- [Fragment tekstu]:
━━━━━━━━

Wyświetl Pojedyńczy Post
Stary 19-05-2020, 16:20   #460
Anonim
 
Reputacja: 1 Anonim ma wspaniałą reputacjęAnonim ma wspaniałą reputacjęAnonim ma wspaniałą reputacjęAnonim ma wspaniałą reputacjęAnonim ma wspaniałą reputacjęAnonim ma wspaniałą reputacjęAnonim ma wspaniałą reputacjęAnonim ma wspaniałą reputacjęAnonim ma wspaniałą reputacjęAnonim ma wspaniałą reputacjęAnonim ma wspaniałą reputację
Thumbs up Odpis 44: Zniknięcie na wyścigi w odmętach

Norbert, Diana, Jerzy, Chudy:
Wydarzenia przyspieszyły i zdawały się nie zwalniać nawet na krótką chwilę. Dźwięki z co raz szybciej krążącego metalu i betonu wokół Bramy A również przyspieszyły. Chwilami dźwięk był ogłuszający, a chwilami znikał - tworzyło to chaotyczną kakafonię. Jerzy natychmiast strzelił do urządzenia - dopiero przy trzeciej kuli promień przestał celować w Norberta, a samo urządzenie przestało działać (a przynajmniej tak to wyglądało).

Diana wystartowała do Norberta jakby to był bieg na 100 metrów. Oczywiście byli dużo bliżej siebie, ale i nie był tutaj bity rekord olimpijski. Omal nie została postrzelona przez Chudego, który w tym momencie próbował zastrzelić czołgającego się neandertalczyka. Pocisk świsnął jej koło głowy.

Wszystko działo się zbyt szybko. Norbert właśnie podpalał szmatę nasączoną jakimś łatwopalnym płynem, gdy Diana uderzyła w niego z impetem. Siła z jednej strony ciała Norberta, a z drugiej rozpędzonej Diany doprowadziła do zgniecenia plastikowej butelki i wystrzelenia płynu na ich oboje. Płonąca szmata doprowadziła do zapłonu.

Siła Norbert (2) kontra Diana (3) - 5 rund albo do 5 sukcesów
  1. 1,4 v 2,3,2 (Remis)
  2. 2,3 v 6,3,3 (1 Sukces Diany)
  3. 5,3 v 5,1,5 (1 Sukces Norberta i 2 Sukcesy Diany)
  4. 5,2 v 4,2,4 (1 Sukces Norberta)
  5. 4,1 v 5,3,2 (1 Sukces Diany)

━━━━━━━━

- [Zadania]:
1. Odpowiedz krótko na podstawie odpisu:
(a) Przy której kuli Jerzego promień przestał celować w Norberta?
(b) Kto omal nie postrzelił Diany?
(c) Co podpalał Norbert, gdy Diana w niego uderzyła?
2. Przepisz w formie tabeli Markdown z kolumnami „Nr” i „Wiersz” rekordy od wiersza zawierającego "Every instance of the gray" do samego końca rekordów. Puste wiersze pomiń.
Odpis i rekordy pochodzą z dwóch różnych źródeł.

(Rekordy ze zbioru do oznaczania punktów)
━━━━━━━━

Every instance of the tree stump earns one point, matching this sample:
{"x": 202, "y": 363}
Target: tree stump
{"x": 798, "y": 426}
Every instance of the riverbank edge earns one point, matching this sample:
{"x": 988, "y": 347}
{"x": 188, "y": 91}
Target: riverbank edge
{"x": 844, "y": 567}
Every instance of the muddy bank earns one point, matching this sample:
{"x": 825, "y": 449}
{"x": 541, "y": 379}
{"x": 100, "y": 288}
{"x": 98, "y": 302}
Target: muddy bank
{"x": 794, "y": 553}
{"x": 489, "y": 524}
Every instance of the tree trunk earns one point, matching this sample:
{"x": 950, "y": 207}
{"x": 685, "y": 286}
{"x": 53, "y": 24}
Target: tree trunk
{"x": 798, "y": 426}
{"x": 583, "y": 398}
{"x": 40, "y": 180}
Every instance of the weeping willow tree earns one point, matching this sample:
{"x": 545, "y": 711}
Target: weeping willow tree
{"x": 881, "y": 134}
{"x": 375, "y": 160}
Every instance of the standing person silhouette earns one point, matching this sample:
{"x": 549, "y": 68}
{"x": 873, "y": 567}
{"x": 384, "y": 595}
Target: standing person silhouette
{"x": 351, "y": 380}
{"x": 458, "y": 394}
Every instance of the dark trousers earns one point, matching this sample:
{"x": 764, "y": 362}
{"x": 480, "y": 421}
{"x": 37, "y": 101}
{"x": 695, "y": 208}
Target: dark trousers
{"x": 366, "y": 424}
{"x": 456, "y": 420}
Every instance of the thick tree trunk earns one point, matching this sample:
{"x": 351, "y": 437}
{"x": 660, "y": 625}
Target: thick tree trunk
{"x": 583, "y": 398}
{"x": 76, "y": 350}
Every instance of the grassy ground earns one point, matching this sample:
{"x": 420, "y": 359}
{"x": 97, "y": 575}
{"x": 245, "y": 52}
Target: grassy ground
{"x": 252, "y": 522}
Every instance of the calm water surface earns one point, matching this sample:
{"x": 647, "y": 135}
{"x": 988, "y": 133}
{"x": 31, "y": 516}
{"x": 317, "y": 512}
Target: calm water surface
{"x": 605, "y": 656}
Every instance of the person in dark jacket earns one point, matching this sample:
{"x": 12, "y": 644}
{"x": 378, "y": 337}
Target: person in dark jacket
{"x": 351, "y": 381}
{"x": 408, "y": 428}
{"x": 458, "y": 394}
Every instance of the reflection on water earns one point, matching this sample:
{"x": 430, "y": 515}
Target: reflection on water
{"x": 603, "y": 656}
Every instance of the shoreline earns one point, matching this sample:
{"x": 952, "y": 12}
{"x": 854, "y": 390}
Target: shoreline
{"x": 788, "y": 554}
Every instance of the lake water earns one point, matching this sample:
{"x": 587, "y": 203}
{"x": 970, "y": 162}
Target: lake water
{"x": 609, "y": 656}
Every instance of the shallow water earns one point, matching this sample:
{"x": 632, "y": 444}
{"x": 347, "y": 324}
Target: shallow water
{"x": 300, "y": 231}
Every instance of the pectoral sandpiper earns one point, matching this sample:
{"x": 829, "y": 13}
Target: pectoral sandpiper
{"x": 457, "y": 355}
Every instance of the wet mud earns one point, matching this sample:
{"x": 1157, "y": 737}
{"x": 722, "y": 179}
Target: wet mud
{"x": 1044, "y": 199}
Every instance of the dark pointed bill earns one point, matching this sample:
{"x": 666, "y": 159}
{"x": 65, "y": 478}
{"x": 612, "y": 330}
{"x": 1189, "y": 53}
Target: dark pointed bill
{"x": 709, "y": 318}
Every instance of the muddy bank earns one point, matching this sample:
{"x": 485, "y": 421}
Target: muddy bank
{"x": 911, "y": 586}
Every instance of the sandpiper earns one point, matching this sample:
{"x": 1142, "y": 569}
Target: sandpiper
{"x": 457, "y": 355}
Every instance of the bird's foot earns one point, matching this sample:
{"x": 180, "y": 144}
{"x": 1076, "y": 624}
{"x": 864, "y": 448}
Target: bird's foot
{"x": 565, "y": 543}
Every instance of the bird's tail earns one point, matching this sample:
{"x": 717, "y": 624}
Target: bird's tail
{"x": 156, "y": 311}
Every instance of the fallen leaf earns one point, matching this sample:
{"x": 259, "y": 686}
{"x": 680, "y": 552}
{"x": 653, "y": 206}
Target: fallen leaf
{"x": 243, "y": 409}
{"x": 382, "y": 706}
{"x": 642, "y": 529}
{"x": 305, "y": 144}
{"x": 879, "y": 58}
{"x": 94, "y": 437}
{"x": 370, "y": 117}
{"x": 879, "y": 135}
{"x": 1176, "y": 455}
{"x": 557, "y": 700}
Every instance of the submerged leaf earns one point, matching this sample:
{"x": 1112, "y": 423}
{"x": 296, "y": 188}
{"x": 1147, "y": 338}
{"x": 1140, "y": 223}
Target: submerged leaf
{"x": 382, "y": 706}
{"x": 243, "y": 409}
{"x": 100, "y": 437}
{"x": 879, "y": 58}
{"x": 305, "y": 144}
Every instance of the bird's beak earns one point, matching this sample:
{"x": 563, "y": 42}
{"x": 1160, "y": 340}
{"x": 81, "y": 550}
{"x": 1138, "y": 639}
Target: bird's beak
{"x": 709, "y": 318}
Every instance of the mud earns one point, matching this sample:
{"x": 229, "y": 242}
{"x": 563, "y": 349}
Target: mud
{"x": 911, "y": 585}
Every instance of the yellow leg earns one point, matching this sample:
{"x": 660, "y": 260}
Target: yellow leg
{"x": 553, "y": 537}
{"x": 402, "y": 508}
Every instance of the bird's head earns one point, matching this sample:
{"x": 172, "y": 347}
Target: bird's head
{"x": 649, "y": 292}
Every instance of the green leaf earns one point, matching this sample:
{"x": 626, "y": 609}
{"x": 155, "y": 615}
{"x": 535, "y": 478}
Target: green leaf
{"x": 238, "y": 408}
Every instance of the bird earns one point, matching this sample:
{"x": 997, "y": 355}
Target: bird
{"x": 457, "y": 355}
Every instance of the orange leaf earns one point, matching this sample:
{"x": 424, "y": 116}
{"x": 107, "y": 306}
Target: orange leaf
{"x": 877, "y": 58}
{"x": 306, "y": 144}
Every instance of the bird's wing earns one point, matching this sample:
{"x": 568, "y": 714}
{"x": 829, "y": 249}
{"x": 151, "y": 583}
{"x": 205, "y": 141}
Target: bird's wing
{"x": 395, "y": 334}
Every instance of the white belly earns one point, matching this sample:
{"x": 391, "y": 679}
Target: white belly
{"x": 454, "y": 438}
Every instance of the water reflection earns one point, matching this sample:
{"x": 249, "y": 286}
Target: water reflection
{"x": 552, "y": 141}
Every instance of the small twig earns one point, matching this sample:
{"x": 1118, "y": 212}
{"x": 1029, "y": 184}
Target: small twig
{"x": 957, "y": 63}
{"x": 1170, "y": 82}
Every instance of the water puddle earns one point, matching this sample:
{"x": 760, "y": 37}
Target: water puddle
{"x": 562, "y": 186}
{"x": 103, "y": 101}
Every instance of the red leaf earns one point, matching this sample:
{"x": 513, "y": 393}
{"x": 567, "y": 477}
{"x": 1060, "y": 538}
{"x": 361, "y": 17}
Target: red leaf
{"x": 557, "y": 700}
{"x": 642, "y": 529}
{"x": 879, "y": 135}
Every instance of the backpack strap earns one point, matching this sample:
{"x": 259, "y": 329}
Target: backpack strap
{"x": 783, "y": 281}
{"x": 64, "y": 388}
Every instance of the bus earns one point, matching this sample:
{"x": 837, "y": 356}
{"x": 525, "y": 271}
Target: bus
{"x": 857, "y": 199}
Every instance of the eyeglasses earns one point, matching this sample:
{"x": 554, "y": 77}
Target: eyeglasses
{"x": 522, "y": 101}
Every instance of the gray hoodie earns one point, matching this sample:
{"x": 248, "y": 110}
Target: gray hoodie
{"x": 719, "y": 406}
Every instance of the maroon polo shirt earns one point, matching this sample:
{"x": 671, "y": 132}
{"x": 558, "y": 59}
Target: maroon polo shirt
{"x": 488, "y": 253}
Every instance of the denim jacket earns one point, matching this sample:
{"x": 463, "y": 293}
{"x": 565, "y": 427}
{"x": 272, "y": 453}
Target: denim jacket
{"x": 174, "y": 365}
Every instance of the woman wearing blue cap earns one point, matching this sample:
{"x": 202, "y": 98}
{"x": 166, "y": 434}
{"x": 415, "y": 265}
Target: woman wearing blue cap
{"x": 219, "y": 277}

━━━━━━━━

- [Rozwiązania]:
1.
(a) Przy trzeciej.
(b) Chudy.
(c) Szmatę nasączoną jakimś łatwopalnym płynem.

2.
| Nr | Wiersz |
|---|---|
| 1 | Every instance of the gray hoodie earns one point, matching this sample: |
| 2 | {"x": 248, "y": 110} |
| 3 | Target: gray hoodie |
| 4 | {"x": 719, "y": 406} |
| 5 | Every instance of the maroon polo shirt earns one point, matching this sample: |
| 6 | {"x": 671, "y": 132} |
| 7 | {"x": 558, "y": 59} |
| 8 | Target: maroon polo shirt |
| 9 | {"x": 488, "y": 253} |
| 10 | Every instance of the denim jacket earns one point, matching this sample: |
| 11 | {"x": 463, "y": 293} |
| 12 | {"x": 565, "y": 427} |
| 13 | {"x": 272, "y": 453} |
| 14 | Target: denim jacket |
| 15 | {"x": 174, "y": 365} |
| 16 | Every instance of the woman wearing blue cap earns one point, matching this sample: |
| 17 | {"x": 202, "y": 98} |
| 18 | {"x": 166, "y": 434} |
| 19 | {"x": 415, "y": 265} |
| 20 | Target: woman wearing blue cap |
| 21 | {"x": 219, "y": 277} |